TASK TO COMPLETE :: Locate every line in the listing that contains the word "white", and copy each such line in full.

## Start

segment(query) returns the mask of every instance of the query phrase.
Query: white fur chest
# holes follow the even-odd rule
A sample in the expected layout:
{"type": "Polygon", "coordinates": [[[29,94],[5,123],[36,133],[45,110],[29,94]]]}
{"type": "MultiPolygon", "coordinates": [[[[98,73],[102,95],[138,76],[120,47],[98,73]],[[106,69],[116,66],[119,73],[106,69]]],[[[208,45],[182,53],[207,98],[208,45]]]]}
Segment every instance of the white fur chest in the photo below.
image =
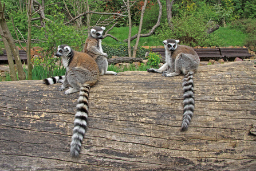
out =
{"type": "Polygon", "coordinates": [[[62,58],[62,63],[66,69],[68,69],[68,66],[69,64],[69,60],[66,58],[62,58]]]}
{"type": "Polygon", "coordinates": [[[169,51],[166,50],[166,62],[168,64],[169,67],[171,67],[171,55],[172,53],[169,51]]]}
{"type": "Polygon", "coordinates": [[[100,51],[101,53],[103,53],[103,50],[102,50],[102,47],[101,47],[101,39],[99,39],[99,50],[100,50],[100,51]]]}

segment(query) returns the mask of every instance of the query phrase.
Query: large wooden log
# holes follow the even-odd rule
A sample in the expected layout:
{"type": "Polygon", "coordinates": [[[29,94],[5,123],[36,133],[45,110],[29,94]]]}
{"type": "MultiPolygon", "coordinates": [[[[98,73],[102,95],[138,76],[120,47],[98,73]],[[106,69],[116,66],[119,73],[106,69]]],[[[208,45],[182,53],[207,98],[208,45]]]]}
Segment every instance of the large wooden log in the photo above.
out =
{"type": "Polygon", "coordinates": [[[78,158],[69,154],[78,93],[41,80],[0,83],[0,170],[255,170],[254,64],[200,67],[186,132],[182,78],[143,71],[100,76],[78,158]]]}

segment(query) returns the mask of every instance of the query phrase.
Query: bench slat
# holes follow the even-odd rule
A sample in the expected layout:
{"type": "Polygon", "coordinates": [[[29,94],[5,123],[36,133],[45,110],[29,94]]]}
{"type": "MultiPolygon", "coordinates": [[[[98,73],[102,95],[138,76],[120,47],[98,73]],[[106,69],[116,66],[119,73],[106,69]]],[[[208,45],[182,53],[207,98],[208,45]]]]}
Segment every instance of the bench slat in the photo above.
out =
{"type": "MultiPolygon", "coordinates": [[[[201,60],[208,60],[210,58],[229,58],[254,56],[248,52],[247,48],[194,48],[201,60]],[[203,59],[206,58],[206,59],[203,59]]],[[[153,52],[158,52],[162,56],[165,57],[164,48],[152,48],[153,52]]]]}
{"type": "MultiPolygon", "coordinates": [[[[26,53],[26,51],[23,50],[19,50],[19,58],[21,60],[27,60],[27,54],[26,53]]],[[[13,59],[14,60],[14,58],[13,56],[13,59]]],[[[0,55],[0,60],[7,60],[8,59],[7,58],[7,53],[6,50],[3,50],[3,55],[0,55]]]]}

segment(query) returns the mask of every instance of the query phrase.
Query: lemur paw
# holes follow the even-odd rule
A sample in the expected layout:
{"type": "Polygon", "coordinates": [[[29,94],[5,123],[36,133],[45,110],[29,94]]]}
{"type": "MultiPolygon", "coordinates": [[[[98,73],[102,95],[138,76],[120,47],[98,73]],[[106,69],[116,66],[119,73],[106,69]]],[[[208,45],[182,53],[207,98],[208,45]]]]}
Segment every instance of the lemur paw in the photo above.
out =
{"type": "Polygon", "coordinates": [[[154,68],[147,69],[147,71],[148,72],[157,73],[157,72],[156,72],[156,70],[155,70],[154,68]]]}
{"type": "Polygon", "coordinates": [[[58,83],[63,83],[64,82],[65,80],[58,80],[58,83]]]}
{"type": "Polygon", "coordinates": [[[163,73],[163,74],[162,75],[162,76],[166,76],[167,74],[166,74],[166,73],[163,73]]]}
{"type": "Polygon", "coordinates": [[[58,88],[58,90],[59,91],[62,91],[64,90],[64,89],[65,89],[65,87],[64,87],[62,85],[61,85],[61,87],[60,87],[59,88],[58,88]]]}
{"type": "Polygon", "coordinates": [[[103,53],[103,56],[105,56],[107,58],[108,58],[108,54],[107,54],[106,53],[103,53]]]}

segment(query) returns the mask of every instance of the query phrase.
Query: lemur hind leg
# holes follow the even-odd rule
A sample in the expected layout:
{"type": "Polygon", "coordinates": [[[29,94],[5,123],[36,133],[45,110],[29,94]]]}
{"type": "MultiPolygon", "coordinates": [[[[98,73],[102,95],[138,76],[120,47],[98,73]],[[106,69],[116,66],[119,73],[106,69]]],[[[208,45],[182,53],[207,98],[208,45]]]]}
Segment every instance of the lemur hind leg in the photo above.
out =
{"type": "Polygon", "coordinates": [[[167,77],[174,76],[181,73],[186,74],[190,71],[195,71],[198,66],[198,62],[191,58],[191,54],[179,54],[175,62],[175,71],[168,74],[163,74],[167,77]]]}
{"type": "Polygon", "coordinates": [[[96,62],[98,65],[100,75],[104,74],[117,74],[116,72],[108,71],[108,63],[106,57],[100,55],[97,58],[96,62]]]}
{"type": "Polygon", "coordinates": [[[68,74],[68,82],[71,83],[70,84],[70,87],[64,93],[68,95],[80,91],[82,84],[86,80],[89,81],[89,79],[92,77],[92,72],[87,69],[82,69],[78,67],[72,68],[68,74]]]}
{"type": "Polygon", "coordinates": [[[168,64],[166,63],[163,66],[162,66],[159,69],[149,68],[147,69],[148,72],[155,72],[155,73],[163,73],[163,72],[168,71],[168,64]]]}

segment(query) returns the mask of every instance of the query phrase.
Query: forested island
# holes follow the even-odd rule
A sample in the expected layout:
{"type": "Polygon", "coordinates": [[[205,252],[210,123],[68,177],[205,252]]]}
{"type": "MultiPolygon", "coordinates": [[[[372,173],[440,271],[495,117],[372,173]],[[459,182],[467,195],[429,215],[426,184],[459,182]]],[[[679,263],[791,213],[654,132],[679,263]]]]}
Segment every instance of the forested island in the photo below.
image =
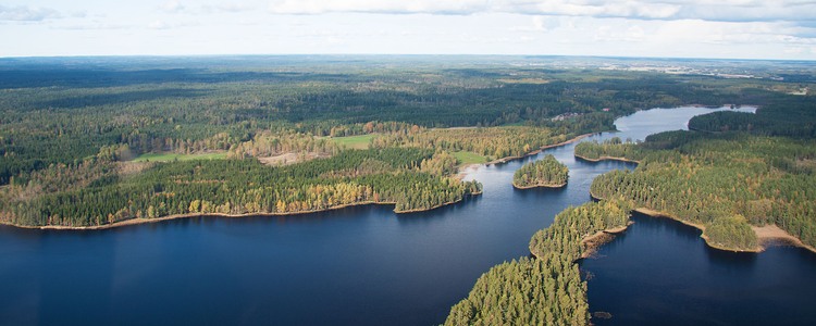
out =
{"type": "MultiPolygon", "coordinates": [[[[816,247],[816,112],[796,83],[574,67],[516,59],[242,58],[0,60],[0,223],[104,228],[200,215],[288,215],[349,205],[432,210],[477,196],[469,163],[500,163],[655,106],[751,103],[692,131],[582,142],[584,160],[639,162],[592,184],[495,266],[447,325],[590,322],[576,264],[636,209],[757,251],[762,227],[816,247]],[[509,61],[506,61],[509,60],[509,61]],[[795,84],[795,85],[793,85],[795,84]]],[[[514,186],[562,186],[552,155],[514,186]]]]}
{"type": "Polygon", "coordinates": [[[756,95],[704,76],[403,61],[0,61],[0,222],[429,210],[481,191],[454,179],[461,164],[609,130],[640,108],[777,96],[764,80],[741,86],[756,95]]]}
{"type": "Polygon", "coordinates": [[[497,265],[450,309],[445,325],[588,325],[586,283],[576,261],[591,250],[583,240],[629,223],[623,201],[569,208],[530,240],[534,258],[497,265]]]}
{"type": "Polygon", "coordinates": [[[544,159],[530,162],[517,170],[512,175],[512,186],[519,189],[535,187],[560,188],[567,186],[569,168],[558,162],[552,154],[544,159]]]}
{"type": "MultiPolygon", "coordinates": [[[[751,118],[758,122],[752,130],[669,131],[642,143],[584,142],[576,147],[576,155],[639,161],[634,172],[596,178],[593,196],[632,200],[645,212],[692,224],[704,230],[713,247],[758,251],[762,247],[752,227],[776,225],[814,248],[816,171],[811,163],[816,158],[812,136],[816,111],[804,110],[806,105],[761,108],[751,118]],[[779,127],[791,124],[798,127],[779,127]]],[[[690,126],[710,126],[715,121],[734,126],[743,120],[741,113],[725,113],[695,117],[690,126]]]]}

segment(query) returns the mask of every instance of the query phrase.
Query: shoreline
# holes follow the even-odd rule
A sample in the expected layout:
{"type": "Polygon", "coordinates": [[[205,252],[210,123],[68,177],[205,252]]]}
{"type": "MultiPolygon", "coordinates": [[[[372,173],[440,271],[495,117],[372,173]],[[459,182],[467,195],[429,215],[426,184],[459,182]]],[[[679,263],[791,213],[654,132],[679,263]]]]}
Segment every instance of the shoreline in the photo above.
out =
{"type": "MultiPolygon", "coordinates": [[[[544,151],[546,149],[556,148],[556,147],[565,146],[565,145],[568,145],[568,143],[571,143],[571,142],[576,142],[578,140],[581,140],[583,138],[586,138],[586,137],[595,135],[595,134],[597,134],[597,133],[583,134],[583,135],[579,135],[579,136],[577,136],[574,138],[571,138],[571,139],[558,142],[558,143],[543,146],[543,147],[539,148],[537,150],[534,150],[534,151],[529,152],[529,153],[527,153],[524,155],[521,155],[521,156],[507,156],[507,158],[502,158],[502,159],[498,159],[498,160],[493,160],[493,161],[487,162],[487,163],[471,163],[471,164],[466,164],[466,165],[460,166],[459,167],[459,173],[457,175],[453,176],[453,177],[461,180],[468,174],[463,170],[471,168],[471,167],[473,170],[478,170],[480,166],[487,166],[487,165],[491,165],[491,164],[507,163],[507,162],[512,161],[512,160],[523,159],[523,158],[527,158],[527,156],[530,156],[530,155],[534,155],[534,154],[541,153],[542,151],[544,151]]],[[[394,211],[394,213],[395,214],[407,214],[407,213],[418,213],[418,212],[431,211],[431,210],[435,210],[435,209],[438,209],[438,208],[442,208],[442,206],[445,206],[445,205],[459,203],[459,202],[463,201],[467,197],[470,197],[470,196],[480,196],[480,195],[482,195],[482,191],[479,191],[479,192],[475,192],[475,193],[470,193],[468,196],[463,196],[460,200],[457,200],[457,201],[454,201],[454,202],[442,203],[442,204],[434,205],[434,206],[429,208],[429,209],[413,209],[413,210],[407,210],[407,211],[394,211]]],[[[331,208],[326,208],[326,209],[322,209],[322,210],[311,210],[311,211],[301,211],[301,212],[286,212],[286,213],[268,213],[268,212],[262,212],[262,213],[261,212],[259,212],[259,213],[240,213],[240,214],[226,214],[226,213],[186,213],[186,214],[168,215],[168,216],[156,217],[156,218],[137,217],[137,218],[129,218],[129,220],[119,221],[119,222],[114,222],[114,223],[111,223],[111,224],[94,225],[94,226],[63,226],[63,225],[38,225],[38,226],[35,226],[35,225],[18,225],[18,224],[8,223],[8,222],[4,222],[4,221],[0,221],[0,225],[8,225],[8,226],[12,226],[12,227],[26,228],[26,229],[44,229],[44,230],[45,229],[49,229],[49,230],[99,230],[99,229],[110,229],[110,228],[114,228],[114,227],[128,226],[128,225],[138,225],[138,224],[146,224],[146,223],[157,223],[157,222],[163,222],[163,221],[170,221],[170,220],[176,220],[176,218],[188,218],[188,217],[199,217],[199,216],[217,216],[217,217],[228,217],[228,218],[250,217],[250,216],[288,216],[288,215],[300,215],[300,214],[311,214],[311,213],[329,212],[329,211],[345,209],[345,208],[349,208],[349,206],[367,205],[367,204],[396,204],[396,203],[395,202],[373,202],[373,201],[366,201],[366,202],[359,202],[359,203],[350,203],[350,204],[336,205],[336,206],[331,206],[331,208]]]]}
{"type": "MultiPolygon", "coordinates": [[[[480,196],[482,195],[481,191],[470,193],[462,196],[461,199],[450,202],[444,202],[428,209],[412,209],[407,211],[394,211],[395,214],[407,214],[407,213],[418,213],[418,212],[426,212],[432,211],[435,209],[440,209],[442,206],[452,205],[456,203],[460,203],[465,201],[468,197],[473,196],[480,196]]],[[[103,224],[103,225],[91,225],[91,226],[65,226],[65,225],[17,225],[8,223],[4,221],[0,221],[0,225],[7,225],[12,227],[18,227],[18,228],[25,228],[25,229],[41,229],[41,230],[102,230],[102,229],[111,229],[122,226],[129,226],[129,225],[139,225],[139,224],[148,224],[148,223],[158,223],[158,222],[164,222],[164,221],[171,221],[171,220],[178,220],[178,218],[189,218],[189,217],[226,217],[226,218],[240,218],[240,217],[262,217],[262,216],[294,216],[294,215],[305,215],[305,214],[313,214],[313,213],[323,213],[323,212],[330,212],[330,211],[336,211],[342,210],[346,208],[351,206],[360,206],[360,205],[394,205],[396,202],[374,202],[374,201],[364,201],[364,202],[358,202],[358,203],[348,203],[348,204],[342,204],[331,208],[325,208],[321,210],[311,210],[311,211],[301,211],[301,212],[286,212],[286,213],[268,213],[268,212],[258,212],[258,213],[239,213],[239,214],[227,214],[227,213],[186,213],[186,214],[173,214],[162,217],[156,217],[156,218],[144,218],[144,217],[136,217],[136,218],[128,218],[124,221],[119,221],[110,224],[103,224]]]]}
{"type": "MultiPolygon", "coordinates": [[[[595,196],[594,193],[592,193],[592,191],[590,191],[590,196],[594,200],[603,200],[603,198],[599,198],[599,197],[595,196]]],[[[759,252],[765,251],[765,249],[768,248],[767,244],[769,244],[770,242],[772,242],[775,240],[784,240],[784,241],[788,241],[793,247],[803,248],[803,249],[808,250],[808,251],[811,251],[813,253],[816,253],[816,248],[805,244],[804,242],[802,242],[802,240],[800,240],[799,238],[796,238],[796,237],[788,234],[786,230],[779,228],[775,224],[769,224],[769,225],[765,225],[765,226],[754,226],[754,225],[751,225],[751,229],[753,229],[754,234],[756,234],[756,240],[758,242],[757,248],[750,249],[750,250],[741,250],[741,249],[733,249],[733,248],[722,247],[722,246],[719,246],[717,243],[712,243],[709,241],[708,237],[705,236],[705,234],[704,234],[705,226],[702,225],[702,224],[697,224],[697,223],[693,223],[693,222],[689,222],[689,221],[683,221],[679,216],[676,216],[673,214],[670,214],[670,213],[667,213],[667,212],[659,212],[659,211],[655,211],[655,210],[647,209],[647,208],[636,208],[636,209],[634,209],[634,211],[638,212],[638,213],[651,216],[651,217],[669,218],[669,220],[672,220],[672,221],[680,222],[680,223],[682,223],[684,225],[694,227],[694,228],[696,228],[696,229],[698,229],[701,231],[700,238],[703,239],[703,241],[705,242],[705,244],[708,246],[708,247],[710,247],[710,248],[717,249],[717,250],[731,251],[731,252],[759,253],[759,252]]]]}
{"type": "Polygon", "coordinates": [[[620,161],[620,162],[628,162],[628,163],[635,163],[635,164],[640,164],[641,163],[640,161],[629,160],[627,158],[618,158],[618,156],[601,156],[601,158],[597,158],[597,159],[590,159],[590,158],[585,158],[585,156],[582,156],[582,155],[579,155],[579,154],[573,154],[573,155],[576,158],[578,158],[578,159],[581,159],[581,160],[584,160],[584,161],[588,161],[588,162],[594,162],[594,163],[597,163],[597,162],[601,162],[601,161],[620,161]]]}
{"type": "Polygon", "coordinates": [[[467,170],[470,170],[470,168],[472,168],[473,171],[478,171],[479,167],[481,167],[481,166],[505,164],[505,163],[508,163],[508,162],[514,161],[514,160],[520,160],[520,159],[524,159],[527,156],[532,156],[532,155],[539,154],[539,153],[541,153],[541,152],[543,152],[545,150],[548,150],[551,148],[561,147],[561,146],[565,146],[565,145],[568,145],[568,143],[572,143],[572,142],[579,141],[581,139],[584,139],[586,137],[590,137],[592,135],[601,134],[601,133],[605,133],[605,131],[583,134],[583,135],[576,136],[574,138],[571,138],[571,139],[558,142],[558,143],[542,146],[541,148],[539,148],[539,149],[536,149],[536,150],[534,150],[532,152],[529,152],[527,154],[520,155],[520,156],[506,156],[506,158],[496,159],[496,160],[493,160],[493,161],[490,161],[490,162],[485,162],[485,163],[470,163],[470,164],[465,164],[462,166],[459,166],[459,173],[457,173],[456,178],[458,178],[459,180],[461,180],[465,177],[467,177],[468,173],[470,173],[467,170]]]}
{"type": "Polygon", "coordinates": [[[516,183],[512,183],[512,187],[516,188],[516,189],[520,189],[520,190],[533,189],[533,188],[558,189],[558,188],[564,188],[566,186],[567,186],[567,183],[555,184],[555,185],[553,185],[553,184],[551,184],[551,185],[547,185],[547,184],[535,184],[535,185],[530,185],[530,186],[519,186],[519,185],[516,185],[516,183]]]}
{"type": "Polygon", "coordinates": [[[561,146],[565,146],[565,145],[568,145],[568,143],[572,143],[572,142],[579,141],[581,139],[584,139],[584,138],[590,137],[590,136],[595,135],[595,134],[598,134],[598,133],[589,133],[589,134],[579,135],[579,136],[576,136],[574,138],[571,138],[571,139],[558,142],[558,143],[542,146],[539,149],[536,149],[536,150],[534,150],[532,152],[529,152],[527,154],[523,154],[523,155],[506,156],[506,158],[496,159],[496,160],[493,160],[493,161],[490,161],[490,162],[483,163],[483,164],[484,165],[504,164],[504,163],[507,163],[507,162],[510,162],[510,161],[514,161],[514,160],[519,160],[519,159],[523,159],[523,158],[527,158],[527,156],[532,156],[532,155],[541,153],[541,152],[543,152],[543,151],[545,151],[547,149],[556,148],[556,147],[561,147],[561,146]]]}
{"type": "Polygon", "coordinates": [[[584,251],[581,253],[579,260],[591,258],[597,249],[609,242],[615,238],[615,235],[620,234],[629,229],[629,226],[634,224],[632,221],[627,221],[627,225],[602,229],[596,231],[594,235],[589,235],[581,239],[581,244],[584,246],[584,251]]]}

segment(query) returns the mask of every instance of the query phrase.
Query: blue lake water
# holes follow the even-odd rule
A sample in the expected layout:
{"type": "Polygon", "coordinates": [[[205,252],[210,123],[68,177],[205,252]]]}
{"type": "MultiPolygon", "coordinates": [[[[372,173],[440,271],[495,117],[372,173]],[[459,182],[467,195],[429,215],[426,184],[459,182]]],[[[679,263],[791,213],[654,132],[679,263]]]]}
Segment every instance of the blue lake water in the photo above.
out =
{"type": "MultiPolygon", "coordinates": [[[[710,111],[641,111],[619,118],[619,133],[592,138],[643,139],[710,111]]],[[[577,161],[573,147],[544,153],[569,166],[562,189],[510,186],[512,173],[540,154],[471,171],[468,178],[482,181],[484,195],[431,212],[397,215],[393,206],[368,205],[89,231],[1,226],[0,324],[438,324],[482,273],[529,255],[537,229],[589,201],[595,176],[634,167],[577,161]]],[[[805,293],[816,290],[807,277],[816,272],[815,255],[787,247],[713,252],[683,225],[635,222],[598,259],[581,263],[594,275],[592,311],[614,315],[602,322],[814,321],[805,293]]]]}

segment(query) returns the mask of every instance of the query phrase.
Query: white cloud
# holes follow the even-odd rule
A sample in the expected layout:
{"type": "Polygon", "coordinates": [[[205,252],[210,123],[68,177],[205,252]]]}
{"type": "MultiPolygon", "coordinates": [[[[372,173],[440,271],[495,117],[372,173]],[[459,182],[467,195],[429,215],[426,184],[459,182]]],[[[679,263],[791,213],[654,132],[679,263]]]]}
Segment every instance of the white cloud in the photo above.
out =
{"type": "Polygon", "coordinates": [[[269,4],[269,11],[275,14],[331,12],[472,14],[485,12],[489,8],[487,0],[273,0],[269,4]]]}
{"type": "Polygon", "coordinates": [[[59,12],[49,8],[0,5],[0,21],[41,22],[60,16],[59,12]]]}
{"type": "Polygon", "coordinates": [[[275,14],[333,12],[623,17],[716,22],[816,21],[813,0],[271,0],[275,14]]]}

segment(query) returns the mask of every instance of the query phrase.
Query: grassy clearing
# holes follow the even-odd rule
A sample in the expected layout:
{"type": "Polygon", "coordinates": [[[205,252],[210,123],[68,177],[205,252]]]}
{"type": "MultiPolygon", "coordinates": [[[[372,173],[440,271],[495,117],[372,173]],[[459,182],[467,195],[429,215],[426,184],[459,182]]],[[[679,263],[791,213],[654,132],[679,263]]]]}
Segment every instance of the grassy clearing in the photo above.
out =
{"type": "Polygon", "coordinates": [[[177,153],[145,153],[134,159],[133,162],[171,162],[171,161],[190,161],[190,160],[223,160],[226,153],[198,153],[198,154],[177,154],[177,153]]]}
{"type": "Polygon", "coordinates": [[[348,137],[334,137],[332,138],[332,141],[336,142],[339,146],[345,146],[346,148],[349,148],[349,149],[367,149],[369,148],[369,142],[374,137],[376,137],[375,134],[348,136],[348,137]]]}
{"type": "Polygon", "coordinates": [[[485,163],[487,162],[487,158],[477,154],[474,152],[454,152],[454,158],[459,161],[459,164],[474,164],[474,163],[485,163]]]}

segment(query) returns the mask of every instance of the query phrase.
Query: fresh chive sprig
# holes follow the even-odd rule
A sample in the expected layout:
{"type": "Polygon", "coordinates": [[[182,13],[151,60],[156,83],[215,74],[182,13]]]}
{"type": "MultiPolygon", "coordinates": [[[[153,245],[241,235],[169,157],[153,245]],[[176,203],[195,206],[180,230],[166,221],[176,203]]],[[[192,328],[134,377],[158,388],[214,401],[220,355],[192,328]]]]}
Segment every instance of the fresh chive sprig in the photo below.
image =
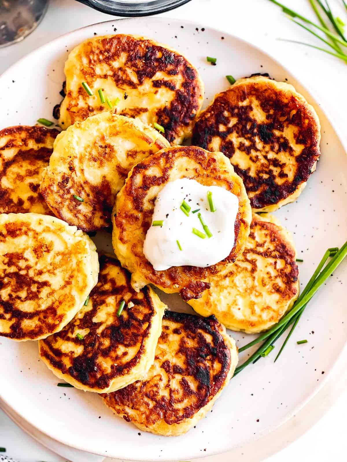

## End

IN RESPONSE ::
Query: white fur chest
Segment every instance of the white fur chest in the photo below.
Query: white cloud
Segment every instance of the white cloud in the photo above.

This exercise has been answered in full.